ArgusFlow

Argus HTML-to-JSON AI

Stop fighting with brittle regex. Convert complex HTML snippets into structured, grammar-guaranteed JSON instantly.

bash — argus-llm-parser
~
Response (200 OK):
{
  "dimensions": "146.7 x 71.5 x 7.8 mm",
  "weight": "172 g",
  "display_type": "Super Retina XDR OLED",
  "resolution": "2532 x 1170 pixels"
}
Process completed in 42ms
~

Order from HTML Chaos

Extracting data from messy, nested HTML is a developer’s nightmare. Standard AI models often "hallucinate" or return broken code. Argus HTML-to-JSON AI solves this by using a local Large Language Model (LLM) constrained by strict GBNF grammar. It extracts exactly the data you need—guaranteed to be valid JSON.

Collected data
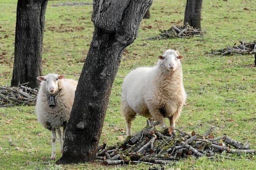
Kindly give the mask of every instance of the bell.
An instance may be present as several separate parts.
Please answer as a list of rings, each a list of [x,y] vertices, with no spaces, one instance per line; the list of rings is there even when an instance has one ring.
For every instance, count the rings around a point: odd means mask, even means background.
[[[54,107],[56,106],[55,104],[55,101],[54,100],[54,96],[50,96],[50,102],[49,102],[49,106],[50,107]]]

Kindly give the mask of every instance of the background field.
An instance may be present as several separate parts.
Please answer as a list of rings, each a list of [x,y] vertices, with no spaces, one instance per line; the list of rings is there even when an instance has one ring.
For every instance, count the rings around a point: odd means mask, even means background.
[[[42,54],[43,73],[65,74],[78,80],[93,31],[92,5],[54,7],[69,0],[49,1],[46,14]],[[92,0],[72,0],[89,2]],[[14,57],[17,0],[0,0],[0,86],[9,85]],[[186,105],[177,124],[183,131],[202,134],[211,125],[215,136],[224,133],[256,149],[256,68],[252,55],[210,55],[212,49],[251,41],[256,35],[254,0],[204,0],[201,26],[207,37],[149,41],[146,38],[181,24],[186,0],[154,0],[151,17],[141,23],[138,38],[124,55],[113,85],[101,141],[116,143],[126,137],[126,124],[120,114],[121,84],[130,70],[152,66],[166,50],[178,50],[185,56],[182,66],[187,93]],[[152,28],[148,28],[151,26]],[[1,28],[0,27],[0,28]],[[226,99],[233,101],[226,101]],[[0,168],[148,168],[144,165],[102,166],[99,164],[56,165],[49,161],[51,133],[37,121],[34,106],[0,108]],[[145,118],[137,116],[134,133],[144,127]],[[58,145],[57,145],[58,147]],[[58,152],[57,158],[61,154]],[[236,157],[235,155],[233,156]],[[254,169],[255,156],[241,161],[205,158],[178,162],[168,167],[182,169]]]

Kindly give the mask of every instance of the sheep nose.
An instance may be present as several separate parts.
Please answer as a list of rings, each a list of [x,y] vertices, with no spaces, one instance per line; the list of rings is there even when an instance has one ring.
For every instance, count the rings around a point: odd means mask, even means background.
[[[49,89],[50,91],[54,91],[55,89],[55,88],[54,88],[54,87],[52,87],[52,87],[49,87]]]
[[[174,64],[169,64],[169,66],[170,67],[171,67],[171,68],[173,68],[174,67]]]

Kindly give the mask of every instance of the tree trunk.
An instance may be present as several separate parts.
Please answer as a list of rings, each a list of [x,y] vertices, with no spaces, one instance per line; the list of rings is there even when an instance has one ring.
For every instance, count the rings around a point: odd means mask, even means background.
[[[11,85],[29,82],[38,87],[41,75],[44,15],[48,0],[19,0],[17,6],[14,60]]]
[[[57,164],[94,161],[112,84],[124,48],[137,37],[152,0],[93,1],[93,40],[75,92]]]
[[[149,19],[150,18],[150,12],[149,12],[149,9],[147,10],[147,12],[145,13],[143,19]]]
[[[201,28],[201,10],[203,0],[186,0],[184,24]]]

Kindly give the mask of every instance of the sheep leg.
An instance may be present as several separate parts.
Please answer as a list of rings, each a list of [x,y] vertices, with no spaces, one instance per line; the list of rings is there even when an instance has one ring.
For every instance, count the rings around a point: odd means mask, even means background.
[[[63,153],[63,144],[62,143],[62,138],[61,138],[61,128],[60,128],[58,129],[58,135],[59,135],[59,138],[60,138],[60,149],[61,150],[61,153]]]
[[[173,115],[169,118],[169,120],[170,120],[170,127],[172,128],[175,128],[175,121],[174,119],[173,119]]]
[[[178,107],[178,109],[177,110],[177,111],[174,113],[174,114],[172,115],[172,116],[169,118],[169,119],[170,120],[170,126],[172,128],[175,128],[175,122],[181,115],[182,110],[182,107],[179,106]]]
[[[131,135],[131,123],[136,116],[136,113],[129,106],[125,101],[121,103],[121,113],[126,118],[126,131],[128,136]]]
[[[154,120],[158,121],[160,122],[161,129],[164,128],[167,126],[164,123],[164,118],[158,109],[149,109],[149,113]]]
[[[52,150],[51,159],[55,160],[56,159],[56,130],[55,129],[51,130],[51,142],[52,144]]]
[[[64,142],[65,142],[65,134],[66,133],[66,126],[63,126],[63,134],[62,135],[62,138],[63,139],[63,144]]]

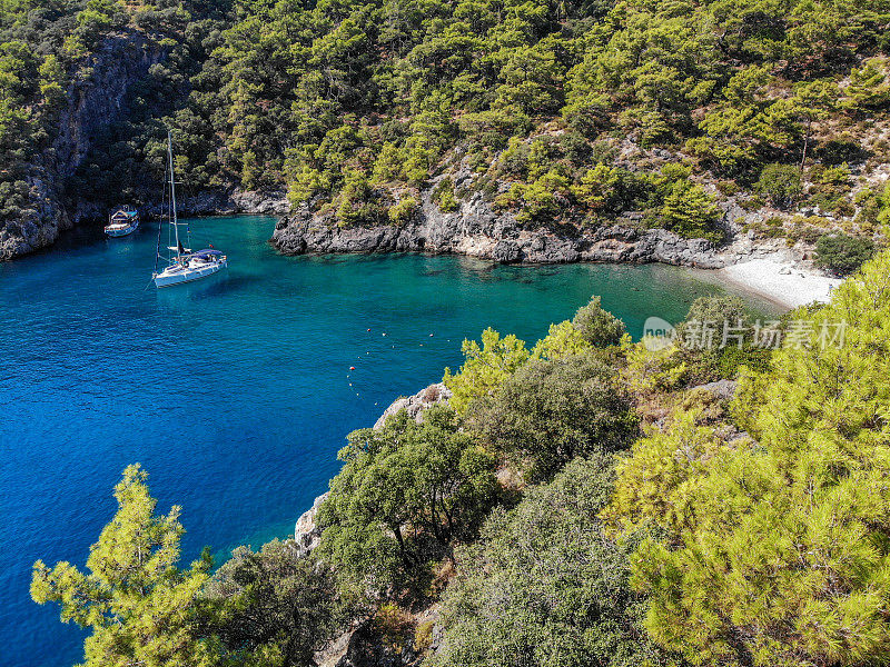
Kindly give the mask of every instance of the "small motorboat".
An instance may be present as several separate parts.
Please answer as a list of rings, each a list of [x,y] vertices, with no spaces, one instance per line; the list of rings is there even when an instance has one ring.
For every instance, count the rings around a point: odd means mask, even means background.
[[[139,211],[130,206],[121,206],[108,216],[105,232],[110,237],[127,236],[139,229]]]

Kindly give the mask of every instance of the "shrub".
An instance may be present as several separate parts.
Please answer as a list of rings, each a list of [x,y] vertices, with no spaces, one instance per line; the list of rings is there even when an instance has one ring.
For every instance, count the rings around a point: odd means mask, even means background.
[[[630,591],[629,542],[603,532],[607,457],[575,460],[513,510],[497,509],[459,552],[431,667],[663,664]]]
[[[847,275],[874,255],[874,243],[846,233],[827,233],[815,242],[815,252],[817,266]]]
[[[586,355],[530,361],[473,404],[467,421],[531,479],[553,476],[576,456],[627,447],[637,430],[614,368]]]
[[[788,208],[803,190],[800,169],[793,165],[767,165],[754,189],[767,195],[778,208]]]
[[[689,181],[674,183],[661,208],[661,225],[685,238],[722,241],[725,235],[718,227],[720,219],[713,198]]]
[[[803,345],[736,392],[750,438],[680,416],[622,465],[610,521],[661,528],[632,557],[646,630],[693,664],[887,660],[888,276],[882,255],[795,312]],[[840,322],[843,345],[823,345]]]
[[[394,225],[404,225],[414,218],[417,213],[417,200],[408,195],[407,197],[403,197],[398,203],[390,206],[386,215]]]
[[[383,428],[349,434],[343,470],[318,511],[318,554],[345,590],[428,590],[427,563],[472,539],[497,499],[494,458],[434,406],[423,424],[405,410]]]
[[[600,297],[591,298],[590,303],[578,308],[572,325],[593,347],[619,345],[626,332],[624,322],[603,309]]]
[[[433,189],[433,201],[439,210],[445,213],[456,211],[458,208],[457,199],[454,197],[454,183],[449,178],[443,178]]]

* _DIRECTIONS_
Extend the product page about the HTML-to-JSON extraction tool, starting after its final sentence.

* _RESULT OF THE EXERCISE_
Why This Beats Standard AI

  • Grammar-Locked Output: Most LLMs return inconsistent results. We use GBNF constraints to ensure the AI physically cannot output invalid JSON structure.
  • Private & Local: Built on `llama-cpp-python`. All parsing happens on your own hardware—no data ever leaves your server.
  • Schema Driven: Define your target structure using a JSON schema, and the AI will adapt its extraction to fit your needs perfectly.

Quick Start & API Usage

Run the service from the `services/llm_parser/` directory. The setup command automatically downloads the required AI model.

  1. Setup environment: `cp .env.example .env`
  2. Initialize AI model: `make setup`
  3. Start the service: `make up-dev`

The service is available at `http://localhost:8002`.

API Request Example


curl -X POST "http://localhost:8002/api/v1/parse" \
-H "Content-Type: application/json" \
-H "x-api-key: default_dev_key" \
-d '{
  "html_snippet": "<div><h1>Specification</h1><div><div>Size</div></div><div>xxl</div></div>"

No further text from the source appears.